-- begin Excerpt to read --
From all these trends, it would be reasonable to assume that in the near future, we will be able to see new architectures which resemble all current architectures, such as many­core processors where each core has a CPU core and stream­processors as co­ processors. Such systems would provide tremendous computing power per processor that would cause major changes in the field of computing.

1.2 Programming tools for scientific computing on personal desktop systems

Traditionally, most scientific computing tasks have been done on clusters. However, with the advent of modern hardware that provide great level of parallelism, many small to medium­sized tasks can now be run on a single high­end desktop computer in reasonable time. Such systems are called “personal supercomputers”. Although they have variable configurations, most today employ multicore CPUs with multiple GPUs. An example is the Fastra II desktop supercomputer [3] at University of Antwep, Belgium, which can achieve 12 Tflops computing power. The FASTRA II contains six NVIDIA GTX295 dual­GPU cards, and one GTX275 single­GPU card with a total cost of less than six thousands euros. The real processing speed of this system can equal that of a cluster with thousands of CPU cores.

Although these systems are more cost­effective, consume less power and provide greater convenience for their users, they pose serious problems for software developers.

Traditional programming tools and algorithms for cluster computing are not appropriate for exploiting the full potential of multi­core CPUs and GPUs. There are many kinds of interaction between components in such heterogeneous systems. The

link between the CPU and the GPUs is through the PCI Express bus. The GPU has to go through the CPU to access system memory. The inside of the multicore CPU is a SMP system. As each GPU has separate graphics memory, the relationship between GPUs is like in a distributed­memory system. As these systems are in early stages of development, programming tools do not provide all the functionalities programmers need and many tasks still need to be done manually. Algorithms also need to be adapted to the limitations of current hardware and software tools.

In the following parts, we will present some programming tools for desktop systems with multi­core CPUs and multi GPUs that we that we consider useful for exploiting parallelism in scientific computing. The grouping is just for easy comparison between similar tools as some tools provide more than one kind of parallelization.
-- end Excerpt to read --
-- begin Records shown --
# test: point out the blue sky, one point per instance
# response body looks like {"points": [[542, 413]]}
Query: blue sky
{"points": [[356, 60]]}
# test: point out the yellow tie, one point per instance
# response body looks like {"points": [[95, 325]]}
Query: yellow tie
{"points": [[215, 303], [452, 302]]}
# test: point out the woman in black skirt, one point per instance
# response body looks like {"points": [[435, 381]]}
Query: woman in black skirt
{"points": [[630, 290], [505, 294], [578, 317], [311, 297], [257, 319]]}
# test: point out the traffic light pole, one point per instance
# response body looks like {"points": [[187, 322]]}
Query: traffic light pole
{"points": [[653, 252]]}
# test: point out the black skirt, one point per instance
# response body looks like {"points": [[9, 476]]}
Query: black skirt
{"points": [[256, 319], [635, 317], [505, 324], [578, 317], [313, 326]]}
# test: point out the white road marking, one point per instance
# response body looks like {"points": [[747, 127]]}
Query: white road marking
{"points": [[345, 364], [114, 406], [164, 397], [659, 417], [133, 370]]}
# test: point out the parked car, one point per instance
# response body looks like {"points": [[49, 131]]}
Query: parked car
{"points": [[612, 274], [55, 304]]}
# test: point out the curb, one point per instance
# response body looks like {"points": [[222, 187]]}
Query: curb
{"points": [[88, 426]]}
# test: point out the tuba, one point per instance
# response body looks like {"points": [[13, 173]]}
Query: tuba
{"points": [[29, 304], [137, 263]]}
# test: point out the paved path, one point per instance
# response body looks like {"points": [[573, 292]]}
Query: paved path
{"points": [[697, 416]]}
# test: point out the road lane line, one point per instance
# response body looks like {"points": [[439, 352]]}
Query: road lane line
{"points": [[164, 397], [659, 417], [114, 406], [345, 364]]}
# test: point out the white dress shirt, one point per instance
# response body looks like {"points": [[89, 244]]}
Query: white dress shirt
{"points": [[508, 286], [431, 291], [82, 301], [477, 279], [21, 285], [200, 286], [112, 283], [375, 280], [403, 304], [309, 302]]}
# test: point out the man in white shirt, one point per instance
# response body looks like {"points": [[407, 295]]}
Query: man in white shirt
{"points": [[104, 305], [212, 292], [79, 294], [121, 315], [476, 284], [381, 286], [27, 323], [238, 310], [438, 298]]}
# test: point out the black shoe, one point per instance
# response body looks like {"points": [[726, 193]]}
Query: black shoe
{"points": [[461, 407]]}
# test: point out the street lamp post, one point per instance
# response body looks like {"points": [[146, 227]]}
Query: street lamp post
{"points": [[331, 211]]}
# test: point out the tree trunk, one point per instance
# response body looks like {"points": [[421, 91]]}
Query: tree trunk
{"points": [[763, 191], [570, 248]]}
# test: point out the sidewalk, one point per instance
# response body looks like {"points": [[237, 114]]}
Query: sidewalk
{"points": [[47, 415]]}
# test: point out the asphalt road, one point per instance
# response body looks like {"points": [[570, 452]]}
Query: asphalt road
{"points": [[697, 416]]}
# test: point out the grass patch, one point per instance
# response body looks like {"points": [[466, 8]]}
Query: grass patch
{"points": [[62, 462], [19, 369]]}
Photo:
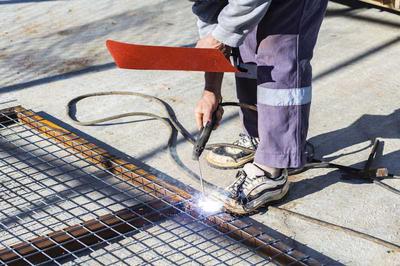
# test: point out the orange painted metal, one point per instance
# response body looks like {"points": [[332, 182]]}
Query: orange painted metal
{"points": [[144, 57]]}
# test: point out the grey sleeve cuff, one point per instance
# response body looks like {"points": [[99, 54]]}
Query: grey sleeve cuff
{"points": [[226, 37], [205, 28]]}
-- end Records shown --
### Exercise requirements
A: Translate this sentence from the excerpt on scientific computing into Spanish: "The GPU has to go through the CPU to access system memory."
B: Format part of the rows as a Markdown table with the columns Number and Text. Start with the line that contains "# test: point out the grass", go on through the end of the rows, skip any blank lines, and leave the picture out.

### Outputs for the tasks
A: La GPU tiene que pasar por la CPU para acceder a la memoria del sistema.

B:
| Number | Text |
|---|---|
| 1 | # test: point out the grass patch, one point per instance |
| 2 | # response body looks like {"points": [[466, 8]]} |
| 3 | Query: grass patch |
| 4 | {"points": [[62, 462], [19, 369]]} |
| 5 | Photo: |
| 6 | # test: point out the orange painted metal, one point per instance |
| 7 | # response body looks like {"points": [[332, 182]]} |
| 8 | Query: orange painted metal |
| 9 | {"points": [[144, 57]]} |
| 10 | # test: point out the grey sleeve cuff, one point per instance |
| 11 | # response body looks like {"points": [[99, 54]]} |
| 12 | Query: grey sleeve cuff |
| 13 | {"points": [[226, 37], [205, 28]]} |